Data items:

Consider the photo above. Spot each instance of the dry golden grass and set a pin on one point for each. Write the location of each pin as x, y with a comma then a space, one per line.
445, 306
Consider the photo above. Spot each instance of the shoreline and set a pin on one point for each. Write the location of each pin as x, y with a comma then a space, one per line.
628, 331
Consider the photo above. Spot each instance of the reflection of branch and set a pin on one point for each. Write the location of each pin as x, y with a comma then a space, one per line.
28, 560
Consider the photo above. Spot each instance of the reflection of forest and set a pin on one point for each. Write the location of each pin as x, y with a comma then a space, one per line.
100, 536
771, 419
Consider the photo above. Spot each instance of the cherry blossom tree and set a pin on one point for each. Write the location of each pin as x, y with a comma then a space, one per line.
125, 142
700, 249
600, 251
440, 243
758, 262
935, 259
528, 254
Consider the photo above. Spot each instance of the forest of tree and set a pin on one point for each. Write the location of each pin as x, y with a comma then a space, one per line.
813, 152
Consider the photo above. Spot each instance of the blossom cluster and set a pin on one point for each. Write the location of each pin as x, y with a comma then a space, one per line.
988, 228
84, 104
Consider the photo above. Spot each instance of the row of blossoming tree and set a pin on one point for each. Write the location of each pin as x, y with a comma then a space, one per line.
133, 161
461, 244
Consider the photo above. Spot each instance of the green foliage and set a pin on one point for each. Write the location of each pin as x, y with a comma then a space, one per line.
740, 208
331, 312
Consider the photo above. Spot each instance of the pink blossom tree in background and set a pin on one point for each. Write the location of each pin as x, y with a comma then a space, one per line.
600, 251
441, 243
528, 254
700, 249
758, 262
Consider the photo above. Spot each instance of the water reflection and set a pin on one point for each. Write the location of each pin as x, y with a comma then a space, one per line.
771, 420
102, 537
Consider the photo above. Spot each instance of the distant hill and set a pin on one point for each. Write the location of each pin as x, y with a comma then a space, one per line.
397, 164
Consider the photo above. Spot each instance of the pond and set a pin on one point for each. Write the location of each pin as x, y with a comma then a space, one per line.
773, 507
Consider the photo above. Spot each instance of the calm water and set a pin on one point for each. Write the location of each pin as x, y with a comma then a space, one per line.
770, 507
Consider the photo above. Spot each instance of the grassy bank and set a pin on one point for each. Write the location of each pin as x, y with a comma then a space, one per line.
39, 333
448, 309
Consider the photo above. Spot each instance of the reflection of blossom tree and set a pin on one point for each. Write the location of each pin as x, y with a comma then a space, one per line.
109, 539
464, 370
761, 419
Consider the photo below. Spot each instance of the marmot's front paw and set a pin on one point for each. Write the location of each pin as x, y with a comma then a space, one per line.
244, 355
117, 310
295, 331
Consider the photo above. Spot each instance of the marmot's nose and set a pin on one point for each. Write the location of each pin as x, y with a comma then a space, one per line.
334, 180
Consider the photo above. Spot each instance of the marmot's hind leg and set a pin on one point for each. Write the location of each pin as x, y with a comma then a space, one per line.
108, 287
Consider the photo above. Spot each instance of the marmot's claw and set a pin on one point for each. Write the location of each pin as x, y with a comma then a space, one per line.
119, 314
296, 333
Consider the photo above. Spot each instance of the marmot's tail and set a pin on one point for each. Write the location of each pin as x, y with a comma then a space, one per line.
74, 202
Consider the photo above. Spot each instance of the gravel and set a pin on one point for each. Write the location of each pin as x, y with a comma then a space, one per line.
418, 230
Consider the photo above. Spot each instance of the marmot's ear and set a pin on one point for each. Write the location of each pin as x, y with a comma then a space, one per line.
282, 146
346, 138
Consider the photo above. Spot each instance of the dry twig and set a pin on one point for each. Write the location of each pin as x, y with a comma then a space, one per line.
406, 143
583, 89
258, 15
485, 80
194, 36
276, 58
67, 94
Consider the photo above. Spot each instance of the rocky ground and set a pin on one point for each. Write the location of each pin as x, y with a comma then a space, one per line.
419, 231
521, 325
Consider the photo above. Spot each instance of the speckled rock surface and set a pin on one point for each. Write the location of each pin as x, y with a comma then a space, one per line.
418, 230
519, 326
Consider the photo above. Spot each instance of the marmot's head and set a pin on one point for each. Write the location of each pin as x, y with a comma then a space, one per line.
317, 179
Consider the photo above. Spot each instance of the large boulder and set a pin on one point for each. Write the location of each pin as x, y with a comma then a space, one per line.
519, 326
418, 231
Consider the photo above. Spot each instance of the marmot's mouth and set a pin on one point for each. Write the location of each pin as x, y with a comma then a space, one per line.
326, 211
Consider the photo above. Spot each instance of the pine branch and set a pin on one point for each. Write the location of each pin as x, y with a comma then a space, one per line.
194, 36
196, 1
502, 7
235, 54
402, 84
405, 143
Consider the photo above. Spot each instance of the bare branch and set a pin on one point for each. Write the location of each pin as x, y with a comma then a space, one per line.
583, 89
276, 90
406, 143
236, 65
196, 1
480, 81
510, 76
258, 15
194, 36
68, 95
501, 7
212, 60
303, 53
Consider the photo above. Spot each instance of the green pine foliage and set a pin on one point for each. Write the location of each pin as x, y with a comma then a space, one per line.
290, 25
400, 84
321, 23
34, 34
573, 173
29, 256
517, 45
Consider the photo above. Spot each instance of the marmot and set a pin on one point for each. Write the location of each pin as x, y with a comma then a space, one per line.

● Written request
Please quote the records above exactly, without skipping a line.

● Answer for the task
Consider the photo above. Spot each instance of the dry golden grass and set a pin on one point for each. Write the location of each pin as x, y with a comma then a space, one per line.
445, 306
Consider the photo above. Spot each instance of the shoreline and set a pin on one point for each. Write the location of each pin as x, y with a comma then a space, one per line.
628, 331
Consider the photo above. Spot each instance of the reflection of branch and set a pin on one point for each. Write the location of each pin as x, y with a comma then a space, one per line.
28, 560
Consider the photo above. Spot each instance of the reflection of forest and set a pin on one point for each. Write the location of each pin as x, y with a comma then a space, one per line.
100, 536
771, 419
Consider the photo above. Spot each instance of the cherry blossom tree and set a pin on one point for each. Write the location of each pin as x, y with a comma then a space, one per line.
125, 142
700, 249
600, 251
440, 243
758, 262
935, 259
528, 254
Consider the photo above. Spot each instance of the forest of tree and set a pin on one point for each. Write the location of each pin as x, y with a comma then a space, one per line.
813, 152
Consider the photo above. Spot each instance of the blossom cluster and set a pin on one point for each. Write the location of each pin as x, y with a comma then a space, one per line.
988, 228
84, 104
Consider the photo above. Spot each instance of the row of blossoming tree and set a pin on one point for each. Write the location of each pin as x, y with a comma then a space, one per line.
133, 161
461, 244
Consider the photo above. Spot each instance of the green foliage and set a pin on one point for each. Write the location of each pin as x, y with a comma then a space, one per line.
740, 208
331, 312
Consider the photo above. Spot each instance of the pink blossom tree in background and set a pin on one point for each. Write the location of each pin as x, y with a comma then a space, one per line.
600, 251
441, 243
528, 254
700, 249
758, 262
Consider the photo above. Spot each instance of the water reflection and set a pin on one point for each. Write the location of each pin as x, y with a comma then a space, one per line.
771, 420
102, 537
Consider the photo above. Spot each instance of the distant hill and set a pin on one point for each. Write the location of each pin as x, y with a comma then a space, one per line.
397, 164
Consider the photo above. Spot each instance of the pond and set a pin on one point for each. Write the location of each pin as x, y with a comma then a space, one per line.
773, 507
Consider the photo above. Spot each instance of the calm water and set a pin on one point for each. Write the location of each pin as x, y with a comma then a space, one per line.
770, 507
Consider the photo above. Spot each instance of the grassy bank and set a pin on one point for each. Write the location of each pin as x, y with a comma then a space, one per line.
39, 333
448, 309
Consider the photo above. Spot each instance of the reflection of blossom tree and set a pin on one point for each. Write the location of each pin as x, y with a comma then a space, one per line.
109, 539
464, 370
761, 419
Consider the photo below. Spot each instance of the marmot's front paw and set a pin on one point for each. Write the location of each pin as x, y with a comma then a space, one per line.
244, 355
117, 310
295, 331
Consider the photo above. Spot each instance of the marmot's nose and set a pin on one point for each. Write the location of each pin as x, y with a comma then a space, one per line.
334, 180
Consider the photo above. Spot each instance of the marmot's hind leg and set a pin on one point for each. Write the location of each pin as x, y with a comma then a space, one per line.
108, 287
Consider the photo above. Spot each instance of the marmot's claw and set a pin on one point for each. Write the location of each pin as x, y with a comma then a space, one per line.
119, 314
296, 333
Consider the photo above. Spot each instance of the marmot's tail and set a pin on one point for each. Write the location of each pin as x, y with a comma then a space, one per line.
74, 202
Consider the photo above. Spot each instance of the gravel and set a pin on one point for each. Write the location of each pin as x, y with a comma then a space, one per line.
418, 230
Consider the photo above. Spot each instance of the marmot's ear and set a pin on one point for each. Write the location of each pin as x, y with a comma then a space, one per line.
282, 146
346, 138
Consider the photo above. Spot each instance of the dry twig and set a pin on one point for each. Write the location of each pin as x, y with a comma then a space, one per line.
406, 143
583, 89
258, 15
485, 80
194, 36
276, 58
67, 94
Consider the photo above. Spot each instance of the rocky ground and set a pin on one point for each. Write the location of each pin as x, y with a comma then a space, one per line.
419, 231
521, 325
Consider the photo above. Spot each instance of the speckled rock surface and set a pin on one point for each. Write the location of each pin as x, y with a comma then a space, one per line.
418, 230
519, 326
Consider the photo above. Spot each instance of the marmot's head and set a pin on one point for each. Write the location of each pin as x, y with a comma then a space, one per line.
317, 179
Consider the photo above. Spot each instance of the large boulder and set a pin on one point for each. Write the location of each pin as x, y with a comma then a space, one per line.
519, 326
418, 231
Consider the photo above. Spot each instance of the marmot's mouth and set a pin on one point for each. Write the location of each pin as x, y with a comma then a space, one per line.
326, 211
Consider the photo above. Spot each instance of the pine branch and set a pin on one point for each. Write the location of each pin as x, y with a comma then a space, one per line.
194, 36
196, 1
502, 7
235, 54
402, 84
405, 143
Consider the photo above. Spot each instance of the bare branch and set a pin on one point for each. Write the location of each pin as x, y with a comma then a space, one per line.
583, 89
276, 90
406, 143
236, 65
196, 1
480, 81
510, 76
258, 15
194, 36
68, 95
501, 7
212, 60
303, 53
Consider the photo above. Spot each instance of the green pine foliage and set a pin on one point for each. Write the location of each pin as x, y with a comma then a space, one per line.
290, 25
400, 84
321, 23
34, 34
573, 173
29, 256
517, 45
Consider the photo above. Spot each instance of the marmot and set a pin on one point for each. Write the location of each pin as x, y with a comma then a space, one per line.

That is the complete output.